_The exercise_
Collect every line in the records below that contains the word "window", and copy each line in full. Match case.

_Exercise data_

# # # # #

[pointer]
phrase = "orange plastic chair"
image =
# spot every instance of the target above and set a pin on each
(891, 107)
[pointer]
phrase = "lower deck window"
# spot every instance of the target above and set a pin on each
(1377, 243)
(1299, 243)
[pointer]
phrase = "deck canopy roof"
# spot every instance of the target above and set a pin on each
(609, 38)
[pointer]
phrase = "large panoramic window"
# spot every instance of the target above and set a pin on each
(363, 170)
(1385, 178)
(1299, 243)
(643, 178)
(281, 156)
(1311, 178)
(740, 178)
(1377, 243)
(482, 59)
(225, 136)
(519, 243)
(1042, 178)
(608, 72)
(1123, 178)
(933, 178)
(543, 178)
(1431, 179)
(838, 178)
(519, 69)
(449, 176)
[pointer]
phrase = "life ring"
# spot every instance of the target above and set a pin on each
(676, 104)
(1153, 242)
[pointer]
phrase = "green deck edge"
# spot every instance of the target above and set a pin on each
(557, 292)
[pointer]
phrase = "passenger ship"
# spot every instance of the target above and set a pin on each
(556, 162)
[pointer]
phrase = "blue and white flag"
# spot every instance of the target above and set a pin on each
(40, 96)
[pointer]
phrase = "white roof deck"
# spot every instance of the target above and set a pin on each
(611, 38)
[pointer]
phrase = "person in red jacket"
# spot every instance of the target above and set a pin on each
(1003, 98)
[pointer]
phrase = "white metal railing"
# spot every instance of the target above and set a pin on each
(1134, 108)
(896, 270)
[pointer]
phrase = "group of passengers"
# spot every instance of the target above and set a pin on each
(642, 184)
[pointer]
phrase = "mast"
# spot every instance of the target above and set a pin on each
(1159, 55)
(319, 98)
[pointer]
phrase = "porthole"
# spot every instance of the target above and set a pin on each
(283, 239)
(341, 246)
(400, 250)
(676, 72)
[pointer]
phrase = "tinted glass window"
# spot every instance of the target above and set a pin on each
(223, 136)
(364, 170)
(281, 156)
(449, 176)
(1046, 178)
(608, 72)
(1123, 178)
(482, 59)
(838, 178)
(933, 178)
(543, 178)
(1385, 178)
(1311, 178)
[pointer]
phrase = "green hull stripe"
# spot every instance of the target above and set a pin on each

# # # # #

_Task output_
phrase = "lower deck window"
phrase = "large panoramic window"
phrase = "tinted glass window"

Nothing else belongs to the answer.